Instructions for the task —
Arrange the rows below as a JSON list of strings, one string per line with blank lines left out, starting at the line that contains "of the bare" and ending at the line that contains "point(67, 56)", both included.

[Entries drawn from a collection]
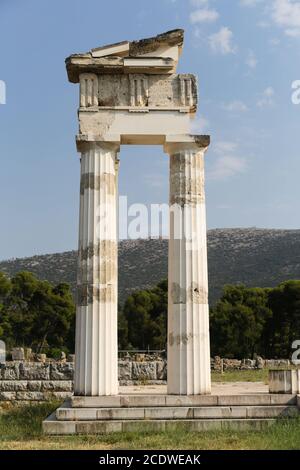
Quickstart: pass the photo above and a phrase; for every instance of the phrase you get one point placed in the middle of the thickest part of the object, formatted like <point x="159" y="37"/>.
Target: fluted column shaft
<point x="96" y="350"/>
<point x="188" y="314"/>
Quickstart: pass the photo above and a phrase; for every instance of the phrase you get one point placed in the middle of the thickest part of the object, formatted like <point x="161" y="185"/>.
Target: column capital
<point x="177" y="143"/>
<point x="84" y="143"/>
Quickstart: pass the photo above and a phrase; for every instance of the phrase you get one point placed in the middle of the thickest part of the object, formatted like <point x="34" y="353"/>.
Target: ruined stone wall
<point x="26" y="382"/>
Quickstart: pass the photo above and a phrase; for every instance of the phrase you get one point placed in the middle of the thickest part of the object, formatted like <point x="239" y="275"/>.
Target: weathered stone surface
<point x="18" y="354"/>
<point x="34" y="371"/>
<point x="260" y="363"/>
<point x="144" y="371"/>
<point x="9" y="371"/>
<point x="34" y="385"/>
<point x="41" y="357"/>
<point x="161" y="370"/>
<point x="124" y="370"/>
<point x="12" y="385"/>
<point x="57" y="386"/>
<point x="64" y="371"/>
<point x="30" y="396"/>
<point x="7" y="396"/>
<point x="61" y="395"/>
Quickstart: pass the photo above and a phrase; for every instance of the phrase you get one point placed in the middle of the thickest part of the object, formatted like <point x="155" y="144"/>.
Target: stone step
<point x="177" y="413"/>
<point x="54" y="427"/>
<point x="156" y="400"/>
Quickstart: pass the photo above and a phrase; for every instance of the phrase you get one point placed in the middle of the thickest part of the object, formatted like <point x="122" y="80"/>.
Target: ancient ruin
<point x="130" y="94"/>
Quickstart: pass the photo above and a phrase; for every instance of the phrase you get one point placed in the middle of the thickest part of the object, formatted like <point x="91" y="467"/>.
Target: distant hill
<point x="255" y="257"/>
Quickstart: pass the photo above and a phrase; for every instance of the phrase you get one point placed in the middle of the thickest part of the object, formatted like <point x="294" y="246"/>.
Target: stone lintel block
<point x="34" y="385"/>
<point x="96" y="402"/>
<point x="284" y="381"/>
<point x="244" y="400"/>
<point x="57" y="385"/>
<point x="30" y="396"/>
<point x="54" y="427"/>
<point x="76" y="414"/>
<point x="13" y="385"/>
<point x="272" y="411"/>
<point x="191" y="400"/>
<point x="62" y="371"/>
<point x="178" y="412"/>
<point x="220" y="412"/>
<point x="161" y="370"/>
<point x="34" y="371"/>
<point x="60" y="395"/>
<point x="124" y="370"/>
<point x="9" y="371"/>
<point x="120" y="413"/>
<point x="143" y="400"/>
<point x="7" y="396"/>
<point x="284" y="399"/>
<point x="98" y="427"/>
<point x="144" y="371"/>
<point x="18" y="354"/>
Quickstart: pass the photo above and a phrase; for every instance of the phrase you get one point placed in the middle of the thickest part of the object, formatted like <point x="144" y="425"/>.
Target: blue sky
<point x="246" y="54"/>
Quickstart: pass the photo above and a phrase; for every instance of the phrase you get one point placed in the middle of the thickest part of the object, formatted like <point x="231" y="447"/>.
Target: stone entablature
<point x="146" y="92"/>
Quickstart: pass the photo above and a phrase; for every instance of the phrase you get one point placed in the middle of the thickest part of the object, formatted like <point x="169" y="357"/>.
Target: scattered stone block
<point x="124" y="370"/>
<point x="144" y="371"/>
<point x="34" y="371"/>
<point x="62" y="371"/>
<point x="17" y="354"/>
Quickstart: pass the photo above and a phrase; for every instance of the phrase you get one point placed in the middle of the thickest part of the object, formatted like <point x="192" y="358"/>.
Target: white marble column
<point x="96" y="350"/>
<point x="188" y="313"/>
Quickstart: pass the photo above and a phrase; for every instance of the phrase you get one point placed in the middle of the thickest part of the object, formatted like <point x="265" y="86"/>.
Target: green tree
<point x="284" y="327"/>
<point x="146" y="314"/>
<point x="5" y="289"/>
<point x="238" y="320"/>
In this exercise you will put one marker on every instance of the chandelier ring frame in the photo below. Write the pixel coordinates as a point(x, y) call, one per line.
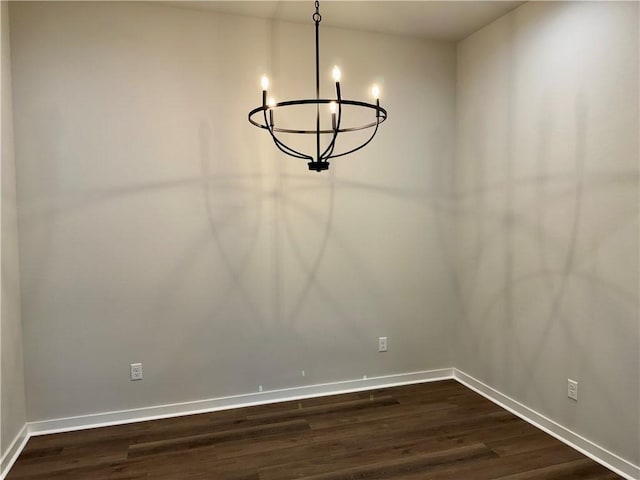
point(381, 115)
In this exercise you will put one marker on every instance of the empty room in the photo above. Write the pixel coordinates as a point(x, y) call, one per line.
point(274, 240)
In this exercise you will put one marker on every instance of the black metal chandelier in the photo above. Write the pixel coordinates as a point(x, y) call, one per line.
point(264, 116)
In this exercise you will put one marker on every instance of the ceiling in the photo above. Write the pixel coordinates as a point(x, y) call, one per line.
point(440, 20)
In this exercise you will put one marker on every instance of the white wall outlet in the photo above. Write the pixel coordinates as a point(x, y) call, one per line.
point(136, 371)
point(572, 389)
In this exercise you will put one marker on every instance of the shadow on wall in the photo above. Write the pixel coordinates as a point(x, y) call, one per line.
point(254, 237)
point(538, 299)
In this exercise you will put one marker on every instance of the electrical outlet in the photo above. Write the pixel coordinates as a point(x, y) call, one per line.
point(572, 389)
point(136, 371)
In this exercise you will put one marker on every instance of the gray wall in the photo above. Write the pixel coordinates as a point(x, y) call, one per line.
point(12, 401)
point(156, 225)
point(547, 213)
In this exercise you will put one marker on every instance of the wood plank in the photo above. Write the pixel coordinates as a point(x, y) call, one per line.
point(430, 431)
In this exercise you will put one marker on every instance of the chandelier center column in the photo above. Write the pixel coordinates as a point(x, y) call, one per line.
point(317, 18)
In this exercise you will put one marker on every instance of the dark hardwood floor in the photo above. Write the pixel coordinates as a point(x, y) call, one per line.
point(439, 430)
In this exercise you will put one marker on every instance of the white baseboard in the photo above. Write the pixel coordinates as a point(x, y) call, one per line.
point(14, 450)
point(588, 448)
point(224, 403)
point(610, 460)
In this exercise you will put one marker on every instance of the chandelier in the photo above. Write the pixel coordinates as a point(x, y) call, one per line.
point(265, 116)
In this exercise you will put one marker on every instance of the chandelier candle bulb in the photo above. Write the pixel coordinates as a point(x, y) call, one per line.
point(271, 104)
point(332, 109)
point(336, 73)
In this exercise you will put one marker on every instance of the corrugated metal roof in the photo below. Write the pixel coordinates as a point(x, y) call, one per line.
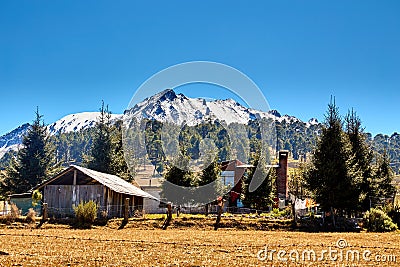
point(115, 183)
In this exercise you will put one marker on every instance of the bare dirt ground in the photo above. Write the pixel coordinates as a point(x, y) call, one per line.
point(105, 246)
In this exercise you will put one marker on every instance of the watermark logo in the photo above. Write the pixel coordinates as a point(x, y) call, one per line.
point(167, 147)
point(339, 253)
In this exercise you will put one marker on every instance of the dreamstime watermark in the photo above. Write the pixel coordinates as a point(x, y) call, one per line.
point(340, 253)
point(138, 145)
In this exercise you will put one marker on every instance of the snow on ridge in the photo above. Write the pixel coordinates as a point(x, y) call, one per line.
point(177, 108)
point(77, 121)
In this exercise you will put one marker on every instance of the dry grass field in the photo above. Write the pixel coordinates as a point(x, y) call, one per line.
point(105, 246)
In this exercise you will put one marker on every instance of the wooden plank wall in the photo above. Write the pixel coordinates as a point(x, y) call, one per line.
point(65, 196)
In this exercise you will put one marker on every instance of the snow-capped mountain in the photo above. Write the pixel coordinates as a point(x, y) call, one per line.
point(69, 123)
point(177, 108)
point(164, 106)
point(77, 122)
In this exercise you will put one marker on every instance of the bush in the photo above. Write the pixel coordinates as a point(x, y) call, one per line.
point(12, 216)
point(31, 216)
point(86, 214)
point(376, 220)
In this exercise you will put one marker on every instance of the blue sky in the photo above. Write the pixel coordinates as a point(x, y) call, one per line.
point(67, 56)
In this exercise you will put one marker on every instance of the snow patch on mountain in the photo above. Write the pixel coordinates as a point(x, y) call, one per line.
point(76, 122)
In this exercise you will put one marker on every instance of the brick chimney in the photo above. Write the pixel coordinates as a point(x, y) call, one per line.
point(281, 175)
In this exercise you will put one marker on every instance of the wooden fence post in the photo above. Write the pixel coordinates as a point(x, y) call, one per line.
point(169, 216)
point(44, 212)
point(219, 212)
point(126, 210)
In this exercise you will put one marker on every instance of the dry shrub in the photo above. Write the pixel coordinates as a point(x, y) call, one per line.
point(31, 216)
point(86, 214)
point(12, 216)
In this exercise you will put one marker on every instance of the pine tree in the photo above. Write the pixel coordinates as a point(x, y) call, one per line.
point(119, 166)
point(329, 176)
point(100, 158)
point(35, 161)
point(384, 175)
point(210, 175)
point(178, 175)
point(361, 159)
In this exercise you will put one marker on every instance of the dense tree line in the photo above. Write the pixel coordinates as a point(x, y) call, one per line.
point(345, 174)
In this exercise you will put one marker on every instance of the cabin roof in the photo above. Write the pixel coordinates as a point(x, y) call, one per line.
point(111, 181)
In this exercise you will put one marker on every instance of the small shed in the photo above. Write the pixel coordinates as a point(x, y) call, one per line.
point(77, 184)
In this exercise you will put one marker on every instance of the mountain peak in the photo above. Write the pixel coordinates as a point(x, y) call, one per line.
point(166, 95)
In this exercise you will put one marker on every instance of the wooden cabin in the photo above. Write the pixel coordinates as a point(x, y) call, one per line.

Response below —
[
  "In this exercise you will put one marker on every instance of the bare dirt ground in the photo above. Write the pixel coordinates as a point(x, y) call, one per line.",
  "point(105, 246)",
  "In this exercise you will put one marker on every instance of the watermark logo in the photo above. Write the pixel coordinates as a point(x, y) call, one per line.",
  "point(167, 147)",
  "point(339, 253)",
  "In this exercise you will put one marker on every instance of the dreamstime watermark in the photo above. Write the pixel coordinates as a point(x, y) call, one per line.",
  "point(340, 253)",
  "point(138, 145)",
  "In this exercise you will put one marker on every instance of the snow on ridge in the photo above. Write the pixel coordinates as a point(x, y) call, one per line.",
  "point(177, 108)",
  "point(77, 121)",
  "In this exercise you will put one marker on every instance of the dry grass field in the photo above. Write the pixel coordinates as a point(x, y) call, one per line.",
  "point(105, 246)",
  "In this exercise you will put one marker on every instance of the wooden plank wall in the photo above. Write the pixel coordinates as a point(x, y) call, one per line.",
  "point(65, 196)",
  "In this exercise you will put one marker on every instance of the snow-capped mountain in the photo above. Write the pixel coordinates as a point(x, y) call, one per line.",
  "point(69, 123)",
  "point(177, 108)",
  "point(164, 106)",
  "point(77, 122)",
  "In this exercise you will put one marker on every instance of the bush in the photo above. Write the pixel coordinates as a point(x, y) call, one per line.",
  "point(12, 216)",
  "point(31, 216)",
  "point(86, 214)",
  "point(376, 220)",
  "In this exercise you will put one marker on every instance of the blue sky in the photo above. Write the pixel coordinates as a point(x, y) call, one per line.",
  "point(67, 56)"
]